##### DATA EXCERPTS #####

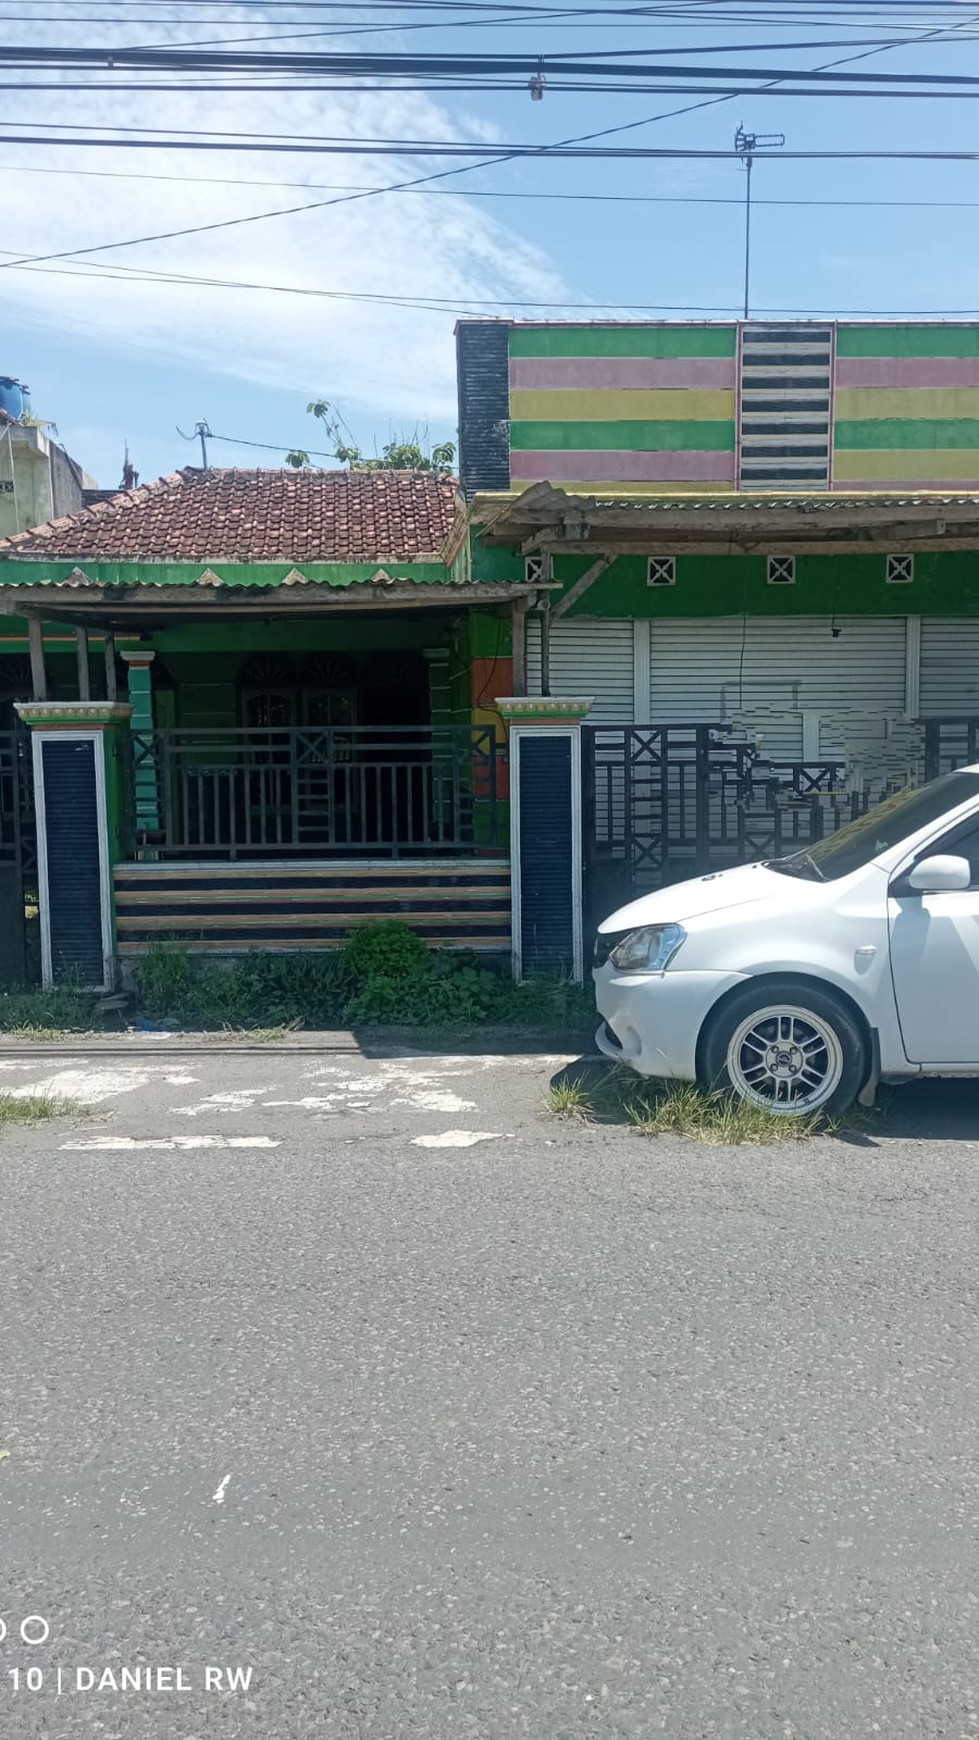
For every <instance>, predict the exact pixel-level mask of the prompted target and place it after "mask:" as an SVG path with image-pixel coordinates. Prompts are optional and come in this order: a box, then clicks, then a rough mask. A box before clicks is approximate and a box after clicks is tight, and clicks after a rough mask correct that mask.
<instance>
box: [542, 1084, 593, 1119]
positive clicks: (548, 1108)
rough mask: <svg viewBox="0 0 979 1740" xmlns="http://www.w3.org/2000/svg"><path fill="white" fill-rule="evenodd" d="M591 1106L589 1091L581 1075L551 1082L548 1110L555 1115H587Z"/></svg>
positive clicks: (591, 1105) (564, 1116) (573, 1115)
mask: <svg viewBox="0 0 979 1740" xmlns="http://www.w3.org/2000/svg"><path fill="white" fill-rule="evenodd" d="M593 1110H595V1107H593V1098H591V1093H589V1091H588V1088H586V1084H584V1081H583V1079H581V1075H576V1077H574V1081H565V1082H553V1084H551V1088H549V1091H548V1112H553V1114H555V1117H581V1119H584V1117H589V1115H591V1112H593Z"/></svg>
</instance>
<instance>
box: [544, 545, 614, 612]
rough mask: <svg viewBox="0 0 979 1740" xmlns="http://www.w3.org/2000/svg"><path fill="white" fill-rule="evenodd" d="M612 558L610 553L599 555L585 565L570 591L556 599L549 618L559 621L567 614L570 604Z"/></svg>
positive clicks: (586, 587) (580, 596) (582, 595)
mask: <svg viewBox="0 0 979 1740" xmlns="http://www.w3.org/2000/svg"><path fill="white" fill-rule="evenodd" d="M614 560H616V557H612V555H600V557H598V560H596V562H593V564H591V567H586V569H584V574H583V576H581V579H576V583H574V586H572V588H570V592H565V595H563V599H558V602H556V604H555V607H553V611H551V619H553V621H555V623H556V621H560V618H562V616H567V612H569V611H570V607H572V604H577V600H579V599H583V597H584V593H586V592H588V588H589V586H593V585H595V581H596V579H598V576H600V574H603V572H605V569H607V567H610V566H612V562H614Z"/></svg>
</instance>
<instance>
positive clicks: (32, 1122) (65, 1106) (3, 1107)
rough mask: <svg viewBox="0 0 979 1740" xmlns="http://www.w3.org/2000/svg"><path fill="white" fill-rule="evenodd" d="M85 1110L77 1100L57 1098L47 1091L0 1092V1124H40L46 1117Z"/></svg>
mask: <svg viewBox="0 0 979 1740" xmlns="http://www.w3.org/2000/svg"><path fill="white" fill-rule="evenodd" d="M87 1110H89V1108H87V1107H83V1105H80V1103H78V1101H77V1100H57V1098H56V1096H54V1094H49V1093H24V1094H19V1093H17V1094H14V1093H0V1124H40V1122H42V1121H43V1119H47V1117H70V1115H71V1112H87Z"/></svg>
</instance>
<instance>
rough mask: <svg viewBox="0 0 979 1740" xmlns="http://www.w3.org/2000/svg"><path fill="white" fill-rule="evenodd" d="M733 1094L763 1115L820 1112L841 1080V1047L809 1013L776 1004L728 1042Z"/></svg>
mask: <svg viewBox="0 0 979 1740" xmlns="http://www.w3.org/2000/svg"><path fill="white" fill-rule="evenodd" d="M725 1067H727V1077H729V1081H730V1086H732V1088H734V1091H736V1093H737V1094H739V1096H741V1098H743V1100H748V1101H749V1103H751V1105H758V1107H763V1108H765V1110H767V1112H784V1114H795V1115H798V1114H802V1112H819V1110H821V1108H822V1107H824V1105H828V1103H829V1100H833V1096H835V1093H836V1089H838V1088H840V1082H842V1077H843V1047H842V1044H840V1039H838V1035H836V1032H835V1028H833V1025H831V1023H829V1021H826V1020H824V1018H822V1016H819V1014H816V1013H814V1011H812V1009H798V1007H791V1006H786V1004H774V1006H770V1007H765V1009H755V1011H753V1013H751V1014H748V1016H746V1018H744V1020H743V1021H739V1023H737V1027H736V1028H734V1032H732V1034H730V1039H729V1042H727V1056H725Z"/></svg>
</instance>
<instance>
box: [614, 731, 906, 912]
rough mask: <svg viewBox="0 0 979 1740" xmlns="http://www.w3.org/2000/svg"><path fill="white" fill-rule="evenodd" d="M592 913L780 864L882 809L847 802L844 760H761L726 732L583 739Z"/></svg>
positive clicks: (868, 801)
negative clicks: (858, 814)
mask: <svg viewBox="0 0 979 1740" xmlns="http://www.w3.org/2000/svg"><path fill="white" fill-rule="evenodd" d="M583 778H584V842H586V847H584V849H586V872H588V882H589V889H591V901H593V903H596V905H598V907H602V903H603V901H609V900H610V898H623V900H626V898H629V896H631V894H640V893H647V891H649V889H656V887H664V886H666V884H669V882H678V880H682V879H683V877H692V875H703V873H706V872H709V870H722V868H729V867H730V865H737V863H749V861H751V860H755V858H777V856H781V854H783V853H791V851H798V849H802V847H805V846H809V844H812V842H814V840H817V839H822V835H824V833H831V832H833V830H835V828H838V827H842V825H843V823H845V821H849V820H850V818H852V816H857V814H862V811H864V809H866V807H868V806H869V804H871V802H876V799H878V797H882V795H883V793H882V792H876V790H859V792H854V790H847V781H845V766H843V762H842V760H822V762H789V760H765V759H762V757H760V753H758V750H756V746H755V745H751V743H744V741H736V740H732V738H730V733H729V731H725V729H723V727H722V726H703V724H692V726H682V724H668V726H617V727H609V726H586V727H583Z"/></svg>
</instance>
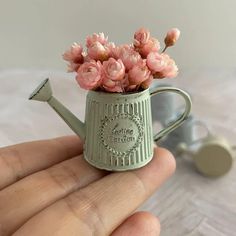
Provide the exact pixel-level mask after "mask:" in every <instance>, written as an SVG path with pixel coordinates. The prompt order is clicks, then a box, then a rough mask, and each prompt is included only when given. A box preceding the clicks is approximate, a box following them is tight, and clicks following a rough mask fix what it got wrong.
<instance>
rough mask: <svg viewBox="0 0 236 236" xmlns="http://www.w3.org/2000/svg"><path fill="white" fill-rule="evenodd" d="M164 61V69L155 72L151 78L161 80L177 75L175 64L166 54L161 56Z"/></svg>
mask: <svg viewBox="0 0 236 236" xmlns="http://www.w3.org/2000/svg"><path fill="white" fill-rule="evenodd" d="M162 56H163V58H164V60H165V64H166V65H165V66H164V68H163V69H162V70H161V71H159V72H156V73H155V74H154V75H153V76H154V77H155V78H158V79H162V78H174V77H176V76H177V75H178V67H177V65H176V64H175V61H174V60H173V59H171V58H170V57H169V56H168V55H167V54H165V53H163V54H162Z"/></svg>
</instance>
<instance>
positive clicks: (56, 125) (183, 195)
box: [0, 69, 236, 236]
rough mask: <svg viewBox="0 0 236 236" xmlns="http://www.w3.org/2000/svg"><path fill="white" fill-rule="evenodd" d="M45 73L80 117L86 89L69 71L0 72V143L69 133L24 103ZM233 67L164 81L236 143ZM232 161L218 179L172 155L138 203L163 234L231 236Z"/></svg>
mask: <svg viewBox="0 0 236 236" xmlns="http://www.w3.org/2000/svg"><path fill="white" fill-rule="evenodd" d="M47 77H50V79H51V84H52V88H53V91H54V95H55V97H57V98H58V99H59V100H60V101H61V102H62V103H63V104H65V105H66V106H67V107H68V108H69V109H70V110H71V111H72V112H74V113H75V114H76V115H77V116H78V117H80V118H81V119H83V118H84V109H85V96H86V92H85V91H84V90H81V89H80V88H79V86H78V85H77V83H76V82H75V80H74V78H73V77H74V76H73V75H72V74H68V73H63V72H58V71H28V70H15V71H0V108H1V111H0V146H6V145H11V144H15V143H19V142H23V141H30V140H37V139H45V138H52V137H56V136H61V135H66V134H72V133H73V132H72V131H71V130H70V128H69V127H68V126H67V125H66V124H65V123H64V121H63V120H62V119H61V118H60V117H59V116H58V115H57V114H56V113H55V112H54V111H53V110H52V109H51V108H50V107H49V106H48V105H47V104H46V103H42V102H37V101H29V100H28V97H29V95H30V93H31V92H32V91H33V90H34V89H35V88H36V86H38V84H39V83H40V82H41V81H42V80H43V79H45V78H47ZM235 77H236V72H235V70H212V69H210V70H209V69H207V70H195V71H193V70H185V71H184V73H183V74H181V75H180V76H179V78H177V79H174V80H165V81H164V83H166V82H167V83H171V84H173V85H177V86H178V87H181V88H183V89H185V90H187V91H189V92H190V94H192V95H193V113H194V115H195V116H197V118H200V119H202V120H204V121H205V122H206V123H207V124H208V125H209V126H210V128H211V130H212V131H213V132H214V133H215V134H217V135H223V136H225V137H226V138H227V139H228V140H229V142H231V143H234V144H236V141H235V139H236V126H235V120H236V97H235V94H236V83H235ZM235 168H236V165H235V163H234V166H233V168H232V170H231V171H230V172H229V173H228V174H227V175H225V176H224V177H222V178H218V179H209V178H205V177H202V176H201V175H200V174H199V173H197V172H196V171H195V169H194V167H193V166H192V165H191V164H189V163H188V162H186V161H185V160H184V159H179V158H178V159H177V170H176V173H175V175H174V176H173V177H172V178H170V180H169V181H168V182H167V183H166V184H164V185H163V187H162V188H161V189H159V190H158V191H157V192H156V193H154V194H153V196H152V197H151V198H150V199H149V200H148V201H147V202H146V203H145V204H144V205H143V207H142V209H144V210H150V211H151V212H153V213H154V214H156V215H158V217H159V218H160V220H161V224H162V236H170V235H174V236H178V235H179V236H183V235H191V236H197V235H206V236H218V235H219V236H220V235H221V236H222V235H235V232H236V225H235V222H234V223H233V220H235V218H236V201H235V193H236V188H235V186H236V182H235V180H236V178H235V176H236V172H235V170H236V169H235Z"/></svg>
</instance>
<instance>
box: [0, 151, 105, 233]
mask: <svg viewBox="0 0 236 236" xmlns="http://www.w3.org/2000/svg"><path fill="white" fill-rule="evenodd" d="M105 173H106V172H105V171H100V170H98V169H95V168H93V167H92V166H91V165H89V164H88V163H87V162H86V161H85V160H84V159H83V157H82V155H81V156H77V157H74V158H72V159H69V160H66V161H64V162H61V163H59V164H57V165H54V166H53V167H50V168H48V169H46V170H43V171H40V172H36V173H35V174H32V175H30V176H27V177H25V178H24V179H22V180H20V181H18V182H17V183H15V184H13V185H11V186H9V187H7V188H5V189H3V190H2V191H1V192H0V226H1V227H0V228H1V229H2V230H4V232H5V234H6V235H9V234H12V233H13V232H14V231H15V230H16V229H17V228H19V227H20V226H21V225H22V224H23V223H25V222H26V221H27V220H28V219H29V218H30V217H32V216H33V215H34V214H36V213H38V212H39V211H41V210H42V209H44V208H45V207H47V206H49V205H50V204H52V203H54V202H55V201H57V200H59V199H61V198H63V197H65V196H66V195H68V194H69V193H71V192H73V191H75V190H76V189H78V188H81V187H84V186H86V185H87V184H89V183H91V182H92V181H95V180H97V179H99V178H101V177H102V176H104V174H105ZM5 234H4V235H5ZM0 235H1V232H0Z"/></svg>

#####

**WORK INSTRUCTIONS**. For each line above that contains the word "tight", make a copy.

**OUTPUT OF THE EXERCISE**.
For every <instance>, predict the exact pixel-level mask of the prompted target and place it after "mask:" as an SVG path with image-pixel coordinates. Prompts are optional and come in this order: a box, then clicks, then a rough mask. A box before clicks is approximate and a box after clicks is tight, and clicks after a rough mask correct that mask.
Provide the exact pixel-level mask after "mask:" in every <instance>, written as an SVG path with pixel coordinates. The prompt order is clicks, then a box, then a rough mask, and each prompt is included only when given. A box preceding the clicks is approximate, a box following them is tight, and clicks following a rough mask fix what it got wrong.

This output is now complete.